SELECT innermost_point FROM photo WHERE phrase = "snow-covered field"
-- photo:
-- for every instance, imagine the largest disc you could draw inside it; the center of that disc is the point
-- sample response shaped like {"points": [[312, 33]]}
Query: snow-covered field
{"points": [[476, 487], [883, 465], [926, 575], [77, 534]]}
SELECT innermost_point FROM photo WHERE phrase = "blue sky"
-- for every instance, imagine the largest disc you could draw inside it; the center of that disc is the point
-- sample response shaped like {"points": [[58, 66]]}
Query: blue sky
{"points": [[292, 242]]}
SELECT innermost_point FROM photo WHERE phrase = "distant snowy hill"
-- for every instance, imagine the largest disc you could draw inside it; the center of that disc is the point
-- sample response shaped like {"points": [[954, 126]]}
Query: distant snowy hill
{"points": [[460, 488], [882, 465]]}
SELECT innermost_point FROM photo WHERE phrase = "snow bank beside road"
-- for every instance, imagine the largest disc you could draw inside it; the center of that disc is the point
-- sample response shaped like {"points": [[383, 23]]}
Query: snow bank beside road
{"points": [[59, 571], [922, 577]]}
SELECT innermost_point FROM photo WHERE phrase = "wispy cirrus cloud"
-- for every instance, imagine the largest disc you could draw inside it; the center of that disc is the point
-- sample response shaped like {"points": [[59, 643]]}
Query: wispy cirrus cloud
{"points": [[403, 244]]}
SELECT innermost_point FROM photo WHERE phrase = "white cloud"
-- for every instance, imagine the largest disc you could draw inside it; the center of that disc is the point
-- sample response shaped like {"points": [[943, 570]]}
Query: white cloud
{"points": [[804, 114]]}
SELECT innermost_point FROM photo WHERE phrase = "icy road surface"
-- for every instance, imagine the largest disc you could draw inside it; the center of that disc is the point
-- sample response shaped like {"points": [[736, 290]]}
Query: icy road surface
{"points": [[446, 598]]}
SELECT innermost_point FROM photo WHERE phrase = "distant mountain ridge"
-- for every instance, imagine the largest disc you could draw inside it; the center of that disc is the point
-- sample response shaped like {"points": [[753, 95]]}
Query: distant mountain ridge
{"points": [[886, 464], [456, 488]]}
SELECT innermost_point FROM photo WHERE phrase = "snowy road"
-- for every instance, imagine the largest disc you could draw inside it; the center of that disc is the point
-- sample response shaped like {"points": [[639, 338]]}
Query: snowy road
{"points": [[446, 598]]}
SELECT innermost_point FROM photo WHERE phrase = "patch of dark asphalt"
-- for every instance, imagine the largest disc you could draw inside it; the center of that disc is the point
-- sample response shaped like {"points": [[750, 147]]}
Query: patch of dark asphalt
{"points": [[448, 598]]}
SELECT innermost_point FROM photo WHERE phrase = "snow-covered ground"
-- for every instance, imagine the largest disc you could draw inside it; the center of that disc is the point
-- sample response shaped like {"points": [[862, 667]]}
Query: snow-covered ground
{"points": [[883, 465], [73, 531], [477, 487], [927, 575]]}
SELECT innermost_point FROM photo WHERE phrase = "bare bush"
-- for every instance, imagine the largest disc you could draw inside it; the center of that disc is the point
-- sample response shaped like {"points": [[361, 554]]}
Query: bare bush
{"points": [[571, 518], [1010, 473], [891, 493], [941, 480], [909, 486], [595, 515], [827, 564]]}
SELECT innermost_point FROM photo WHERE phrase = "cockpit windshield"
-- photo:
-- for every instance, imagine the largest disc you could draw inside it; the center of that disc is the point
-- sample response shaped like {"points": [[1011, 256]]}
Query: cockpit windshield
━━━━━━
Goal of the exercise ::
Taking no liberties, give the material above again in full.

Completed task ::
SELECT innermost_point FROM photo WHERE phrase = "snow-covered field"
-- photo:
-- for every instance, imagine the largest disc you could draw inside it; the center of that disc is the point
-- sample response shaped like {"points": [[312, 33]]}
Query: snow-covered field
{"points": [[476, 487], [883, 465], [926, 575], [77, 534]]}
SELECT innermost_point FROM photo WHERE phrase = "blue sky"
-- for every instance, imagine the largest disc you could draw inside it; the center of that disc is the point
-- sample response shaped like {"points": [[58, 66]]}
Query: blue sky
{"points": [[292, 242]]}
SELECT innermost_point FROM photo WHERE phrase = "distant snowy hill"
-- for every instance, imagine the largest disc you could draw inside it; the center of that disc is the point
-- sample response shaped like {"points": [[954, 126]]}
Query: distant snowy hill
{"points": [[460, 488], [882, 465]]}
SELECT innermost_point FROM photo WHERE phrase = "snow bank beside road"
-- for every instance, imagine the largest disc you could draw inside it; the center of that disc is the point
-- sample response shaped like {"points": [[383, 23]]}
Query: snow bank beside road
{"points": [[59, 571], [922, 577]]}
SELECT innermost_point FROM photo WHERE phrase = "wispy cirrus cloud"
-- for every instance, imagine the largest disc you could draw inside it; the center of that disc is the point
-- sample response shaped like {"points": [[59, 643]]}
Query: wispy cirrus cloud
{"points": [[403, 244]]}
SELECT innermost_point FROM photo WHERE phrase = "white cloud"
-- for every instance, imagine the largest disc you could draw inside it; the center of that disc is the point
-- sample response shaped like {"points": [[943, 570]]}
Query: white cloud
{"points": [[804, 114]]}
SELECT innermost_point FROM photo WHERE phrase = "icy road surface"
-- for every instance, imagine the largest disc you could draw inside it; the center of that disc is the point
-- sample response shaped like {"points": [[736, 290]]}
Query: icy road surface
{"points": [[446, 598]]}
SELECT innermost_point FROM photo WHERE phrase = "distant mountain ridge"
-- for every instance, imagine the largest disc you could draw inside it; the center of that disc is the point
-- sample response shaped like {"points": [[753, 95]]}
Query: distant mountain ridge
{"points": [[886, 464], [456, 488]]}
SELECT innermost_point FROM photo WHERE phrase = "snowy road"
-- for every instance, imagine the largest disc you could draw inside it; the center of that disc is the point
-- sample response shaped like {"points": [[639, 338]]}
Query: snowy road
{"points": [[446, 598]]}
SELECT innermost_point FROM photo WHERE phrase = "patch of dark asphalt"
-- for every instance, imagine the largest disc you could draw inside it; the center of that disc is the point
-- sample response shaped like {"points": [[750, 147]]}
Query: patch of dark asphalt
{"points": [[448, 598]]}
SELECT innermost_point FROM photo WHERE phrase = "snow-covered ground"
-- for every instance, imagine the largest disc you could draw inside it; the center of that disc is the point
-- sample response shaped like {"points": [[862, 667]]}
Query: snow-covered ground
{"points": [[883, 465], [73, 531], [477, 487], [927, 575]]}
SELECT innermost_point FROM photo WHERE phrase = "bare bush"
-- for every instance, imagine the largest disc you could draw inside it; the center of that disc is the point
-- sample response shaped like {"points": [[361, 554]]}
Query: bare bush
{"points": [[571, 518], [1010, 473], [891, 493], [941, 480], [909, 486], [595, 515], [827, 564]]}
SELECT innermost_point FROM photo WHERE phrase = "cockpit windshield"
-- photo:
-- for every instance, imagine the largest disc you could draw inside it; the center of that disc is the point
-- sample response shaped like {"points": [[1011, 256]]}
Query: cockpit windshield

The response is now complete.